# [Task instructions]
Could you please return each line of the data that has the word "meat"?

# [Stored data entries]
* * *

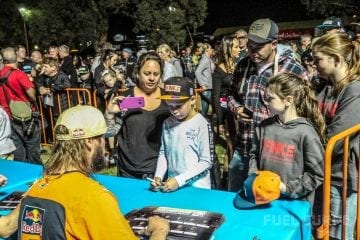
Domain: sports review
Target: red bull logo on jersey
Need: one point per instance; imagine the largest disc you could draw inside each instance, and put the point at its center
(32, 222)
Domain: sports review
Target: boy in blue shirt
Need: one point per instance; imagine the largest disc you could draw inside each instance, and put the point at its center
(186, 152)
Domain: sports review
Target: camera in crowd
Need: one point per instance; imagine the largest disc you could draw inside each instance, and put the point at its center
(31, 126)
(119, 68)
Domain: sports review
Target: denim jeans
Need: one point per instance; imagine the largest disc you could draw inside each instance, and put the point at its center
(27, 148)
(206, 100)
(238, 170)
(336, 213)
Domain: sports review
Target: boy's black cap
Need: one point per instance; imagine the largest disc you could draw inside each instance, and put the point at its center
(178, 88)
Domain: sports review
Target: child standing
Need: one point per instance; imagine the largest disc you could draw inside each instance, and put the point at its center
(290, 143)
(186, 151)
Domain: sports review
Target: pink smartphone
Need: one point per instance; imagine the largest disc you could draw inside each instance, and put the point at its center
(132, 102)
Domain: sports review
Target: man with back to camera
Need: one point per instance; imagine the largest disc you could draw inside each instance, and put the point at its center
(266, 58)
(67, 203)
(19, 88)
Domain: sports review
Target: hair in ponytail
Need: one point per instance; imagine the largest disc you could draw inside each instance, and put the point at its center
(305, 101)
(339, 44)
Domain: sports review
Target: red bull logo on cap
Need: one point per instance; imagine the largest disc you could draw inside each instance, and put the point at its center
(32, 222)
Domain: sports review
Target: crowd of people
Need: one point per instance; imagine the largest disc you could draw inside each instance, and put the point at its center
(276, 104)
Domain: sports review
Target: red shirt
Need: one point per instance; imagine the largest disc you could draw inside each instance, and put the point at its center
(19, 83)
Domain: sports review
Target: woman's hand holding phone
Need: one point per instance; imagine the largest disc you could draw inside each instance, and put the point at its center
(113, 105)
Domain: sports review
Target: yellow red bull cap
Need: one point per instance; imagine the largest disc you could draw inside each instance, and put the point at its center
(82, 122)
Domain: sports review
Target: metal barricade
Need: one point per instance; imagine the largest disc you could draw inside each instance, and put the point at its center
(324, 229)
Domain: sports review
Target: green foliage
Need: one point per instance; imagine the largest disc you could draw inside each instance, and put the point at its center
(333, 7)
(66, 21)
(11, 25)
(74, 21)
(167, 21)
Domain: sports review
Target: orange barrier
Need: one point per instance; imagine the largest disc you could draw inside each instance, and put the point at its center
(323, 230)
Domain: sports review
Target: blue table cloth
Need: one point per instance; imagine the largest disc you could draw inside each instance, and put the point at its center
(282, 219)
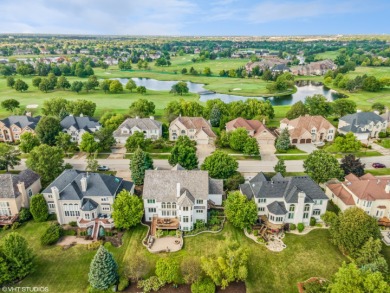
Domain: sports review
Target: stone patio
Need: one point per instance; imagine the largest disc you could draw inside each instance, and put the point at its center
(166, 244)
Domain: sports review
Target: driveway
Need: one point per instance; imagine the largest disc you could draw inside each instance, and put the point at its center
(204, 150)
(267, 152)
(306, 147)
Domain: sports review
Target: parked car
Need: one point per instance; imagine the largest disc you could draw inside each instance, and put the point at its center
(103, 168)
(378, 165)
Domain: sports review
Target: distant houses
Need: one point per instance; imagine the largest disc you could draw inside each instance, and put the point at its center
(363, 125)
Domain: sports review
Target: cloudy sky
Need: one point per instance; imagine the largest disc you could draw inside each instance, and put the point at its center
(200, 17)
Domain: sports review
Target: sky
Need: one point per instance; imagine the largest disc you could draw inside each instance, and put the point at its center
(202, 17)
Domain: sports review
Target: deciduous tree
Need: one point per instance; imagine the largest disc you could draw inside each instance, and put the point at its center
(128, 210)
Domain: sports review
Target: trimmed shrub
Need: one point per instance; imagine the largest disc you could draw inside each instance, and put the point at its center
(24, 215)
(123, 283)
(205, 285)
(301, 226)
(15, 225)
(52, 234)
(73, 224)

* * *

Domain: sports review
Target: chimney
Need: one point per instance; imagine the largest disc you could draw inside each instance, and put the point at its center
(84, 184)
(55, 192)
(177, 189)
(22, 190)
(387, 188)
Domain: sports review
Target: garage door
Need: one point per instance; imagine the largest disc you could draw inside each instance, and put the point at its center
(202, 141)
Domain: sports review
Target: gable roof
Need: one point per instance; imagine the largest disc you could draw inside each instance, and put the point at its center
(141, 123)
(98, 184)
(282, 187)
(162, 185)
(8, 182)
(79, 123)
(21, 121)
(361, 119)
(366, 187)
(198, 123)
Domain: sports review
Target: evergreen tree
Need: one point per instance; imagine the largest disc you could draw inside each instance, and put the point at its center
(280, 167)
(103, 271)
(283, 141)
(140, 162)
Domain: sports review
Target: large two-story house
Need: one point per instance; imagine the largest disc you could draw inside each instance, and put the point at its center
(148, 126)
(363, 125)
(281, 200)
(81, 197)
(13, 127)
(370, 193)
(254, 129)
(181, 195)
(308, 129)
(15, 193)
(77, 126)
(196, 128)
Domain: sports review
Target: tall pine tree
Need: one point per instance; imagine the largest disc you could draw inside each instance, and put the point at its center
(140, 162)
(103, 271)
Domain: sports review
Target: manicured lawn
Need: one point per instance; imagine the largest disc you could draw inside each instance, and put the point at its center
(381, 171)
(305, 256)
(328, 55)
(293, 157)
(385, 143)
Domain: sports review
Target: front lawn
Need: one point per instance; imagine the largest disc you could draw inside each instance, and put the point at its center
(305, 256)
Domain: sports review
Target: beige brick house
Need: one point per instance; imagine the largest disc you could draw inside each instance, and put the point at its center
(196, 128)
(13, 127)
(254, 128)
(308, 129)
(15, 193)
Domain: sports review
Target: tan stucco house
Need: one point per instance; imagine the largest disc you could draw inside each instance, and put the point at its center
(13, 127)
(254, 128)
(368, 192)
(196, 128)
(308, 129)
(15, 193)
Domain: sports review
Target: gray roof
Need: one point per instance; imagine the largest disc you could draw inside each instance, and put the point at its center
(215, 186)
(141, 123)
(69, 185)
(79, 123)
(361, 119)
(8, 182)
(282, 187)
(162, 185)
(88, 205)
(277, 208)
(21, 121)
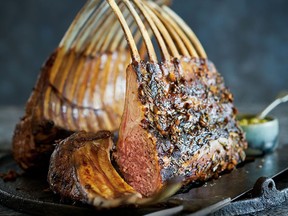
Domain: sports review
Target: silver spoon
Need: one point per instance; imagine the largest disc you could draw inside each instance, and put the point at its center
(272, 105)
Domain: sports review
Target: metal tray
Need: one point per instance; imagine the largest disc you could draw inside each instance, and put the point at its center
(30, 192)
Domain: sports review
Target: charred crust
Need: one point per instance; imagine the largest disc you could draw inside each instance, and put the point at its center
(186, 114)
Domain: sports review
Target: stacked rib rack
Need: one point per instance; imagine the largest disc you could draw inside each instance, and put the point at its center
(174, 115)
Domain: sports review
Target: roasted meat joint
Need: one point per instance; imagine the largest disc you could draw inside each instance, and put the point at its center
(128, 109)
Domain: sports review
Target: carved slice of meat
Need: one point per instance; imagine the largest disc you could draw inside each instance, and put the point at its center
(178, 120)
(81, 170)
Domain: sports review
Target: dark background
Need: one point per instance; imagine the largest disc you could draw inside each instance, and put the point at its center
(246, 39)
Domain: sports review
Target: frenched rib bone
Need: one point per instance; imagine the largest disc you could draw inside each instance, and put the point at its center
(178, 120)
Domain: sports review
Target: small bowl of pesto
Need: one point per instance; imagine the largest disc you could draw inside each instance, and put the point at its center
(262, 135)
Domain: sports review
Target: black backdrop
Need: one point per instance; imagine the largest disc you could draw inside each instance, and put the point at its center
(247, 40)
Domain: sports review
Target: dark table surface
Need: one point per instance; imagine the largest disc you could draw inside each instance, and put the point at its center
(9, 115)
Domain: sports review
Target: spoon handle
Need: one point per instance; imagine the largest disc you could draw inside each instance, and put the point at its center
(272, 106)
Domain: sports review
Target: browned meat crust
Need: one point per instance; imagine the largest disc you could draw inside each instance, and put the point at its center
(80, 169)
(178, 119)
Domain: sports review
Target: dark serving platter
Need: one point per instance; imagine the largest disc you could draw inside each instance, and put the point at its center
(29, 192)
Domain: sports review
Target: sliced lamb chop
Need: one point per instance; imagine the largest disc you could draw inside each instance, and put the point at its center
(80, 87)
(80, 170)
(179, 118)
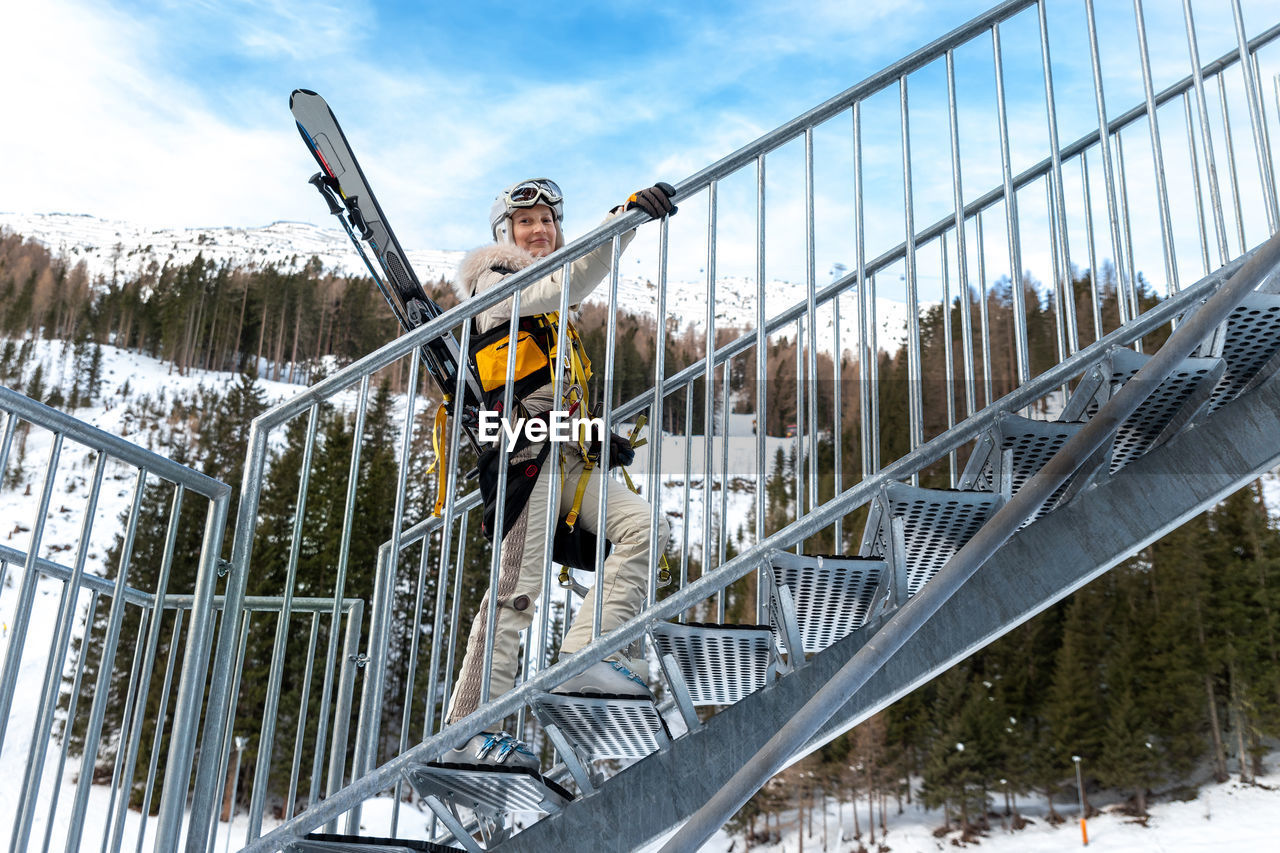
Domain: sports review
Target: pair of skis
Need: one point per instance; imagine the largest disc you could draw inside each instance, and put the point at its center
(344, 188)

* * *

# [Worked solution]
Target: roasted meat joint
Target: carved slice of meat
Target: browned meat crust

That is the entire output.